■ **EXERCISE PROMPT**
Could you copy every row below word for word, with the pictures left out?
— BEGIN ENTRIES —
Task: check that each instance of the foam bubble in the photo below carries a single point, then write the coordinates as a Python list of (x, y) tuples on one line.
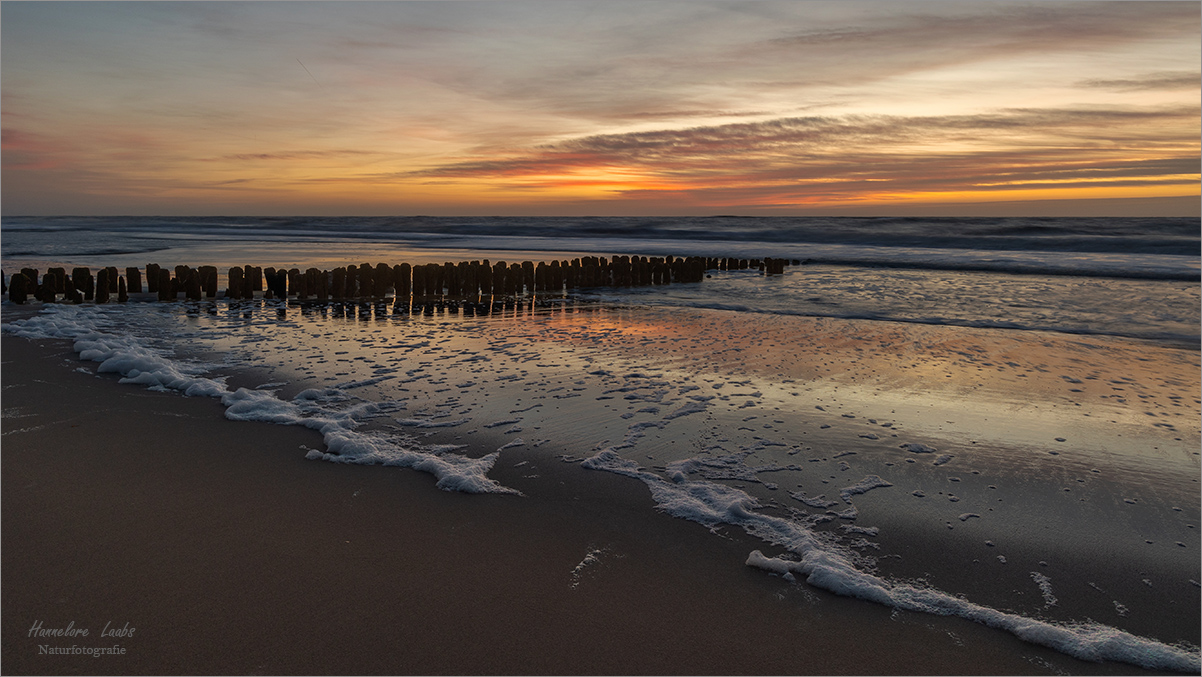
[(828, 566)]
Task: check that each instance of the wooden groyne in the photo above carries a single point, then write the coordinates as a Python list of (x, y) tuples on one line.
[(464, 280)]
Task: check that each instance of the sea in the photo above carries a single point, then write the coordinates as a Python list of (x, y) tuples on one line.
[(945, 416)]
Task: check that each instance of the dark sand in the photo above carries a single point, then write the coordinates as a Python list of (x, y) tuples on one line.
[(231, 553)]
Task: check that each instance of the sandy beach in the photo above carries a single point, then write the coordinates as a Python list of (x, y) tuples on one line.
[(230, 552)]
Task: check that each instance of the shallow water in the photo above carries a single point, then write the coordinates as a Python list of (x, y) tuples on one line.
[(983, 433), (910, 453)]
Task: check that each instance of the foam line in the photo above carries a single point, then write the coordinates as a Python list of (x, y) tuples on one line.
[(328, 410), (825, 565)]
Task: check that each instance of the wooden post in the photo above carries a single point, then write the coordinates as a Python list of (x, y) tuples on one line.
[(18, 289), (403, 280), (166, 289), (102, 285), (132, 280), (338, 284), (153, 278), (323, 285), (251, 280), (382, 279), (367, 280), (234, 287), (451, 274), (192, 284)]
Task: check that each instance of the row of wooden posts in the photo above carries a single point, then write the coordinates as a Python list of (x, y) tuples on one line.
[(465, 279)]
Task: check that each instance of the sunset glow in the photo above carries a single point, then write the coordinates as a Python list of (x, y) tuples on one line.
[(692, 107)]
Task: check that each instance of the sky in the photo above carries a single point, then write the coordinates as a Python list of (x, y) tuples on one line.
[(607, 108)]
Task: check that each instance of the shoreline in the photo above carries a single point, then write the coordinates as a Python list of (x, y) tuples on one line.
[(616, 514), (233, 559)]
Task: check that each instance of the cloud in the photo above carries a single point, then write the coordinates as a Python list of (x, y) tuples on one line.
[(287, 155), (1150, 82), (848, 156)]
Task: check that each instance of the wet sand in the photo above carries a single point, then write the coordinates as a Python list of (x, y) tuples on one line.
[(231, 553)]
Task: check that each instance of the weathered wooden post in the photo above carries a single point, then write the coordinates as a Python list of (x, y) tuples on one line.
[(18, 289), (338, 284), (403, 280), (208, 280), (269, 273), (382, 279), (192, 285), (251, 280), (234, 287), (166, 289), (322, 285), (466, 273), (515, 279), (31, 280), (350, 284), (72, 294), (132, 280), (45, 291), (451, 274), (152, 278), (367, 280), (102, 285)]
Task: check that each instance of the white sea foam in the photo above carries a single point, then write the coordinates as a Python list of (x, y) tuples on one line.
[(828, 566), (327, 410)]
— END ENTRIES —
■ **CORRECT ANSWER**
Task: check that each instance of the foam bubble in the photo below carries a single point, then write the coordinates as a Python list of (x, y) tuples on one line.
[(828, 566)]
Task: check that each instance of the wooden groyne in the photo above carries a single point, then write the coordinates as a Python list of (x, y) tuples on one line.
[(464, 280)]
Task: check that each instance of the sea in the photo above carries a single point, then write the coordinates as a Python list of (x, y) tuples on one line.
[(945, 416)]
Task: check that each instance of the dark sand in the photo above carries a single point, then write the coordinates as a Python list of (x, y) tuples on one line.
[(231, 553)]
Task: check that each instance of the sandy beach in the photo above carries a single point, then write the coordinates as a Python list of (x, y) tuples on one line.
[(230, 552)]
Task: check that each instance of the shallow water in the photo above carries a single point, then write the coordinates as a Python list of (x, y) tuples on one line.
[(983, 433), (910, 453)]
Task: check that each instance of the foam line in the photo above carries a single point, then write the coordinates as a Python list of (x, y) tuples on one line.
[(328, 410), (825, 565)]
Task: check that each instance of the wooden post in the photo above carries a single point, then write the coordinates as a Python list of (x, y) tuples on one line.
[(18, 289), (403, 280), (166, 289), (102, 285), (132, 280), (338, 284), (153, 278), (323, 285), (251, 280), (382, 279), (367, 280), (234, 287), (451, 274), (192, 284)]
Task: check that each instance of the row of wooden posts in the photo above carries a single point, then write the coordinates as a Python list of (x, y) tuples on one line.
[(465, 279)]
Task: check that each instance of the sunset glow in the photo above carries a single point, then write the coordinates as a Python list of (x, y) tuples on one line.
[(692, 107)]
Task: check that each instance of the sky in the photo above carries a single point, then write the coordinates as a Python list of (x, y) tuples on one line.
[(607, 108)]
Task: check that each instance of the shoreline in the photo above carries a single point, then write the coordinates as a Python list of (x, y) tuples on one line.
[(616, 514), (233, 559)]
Task: check that each instance of the cloud in the photo above carries a single point, then write the coordinates as a Python list of (x, y) tuples on one line.
[(287, 155), (1150, 82), (848, 156)]
Task: check that each instance of the wet sand in the photo above carries a single point, then write the coordinates as a Python list of (x, y) tuples on one line.
[(231, 553)]
Task: check that each instance of the weathered wooden post in the photo above carries a single point, then write the coordinates as a Python list of (x, y) tuples on one line.
[(18, 289), (338, 284), (403, 280), (208, 280), (269, 273), (382, 279), (192, 285), (251, 280), (234, 287), (166, 289), (322, 285), (466, 273), (515, 279), (31, 280), (350, 284), (72, 294), (132, 280), (45, 291), (451, 274), (152, 278), (367, 280), (102, 285)]
Task: check that each instance of the white sea foam in the photo above carries a single point, then write the coordinates as a Python list of (x, y) tuples on one line.
[(828, 566), (327, 410)]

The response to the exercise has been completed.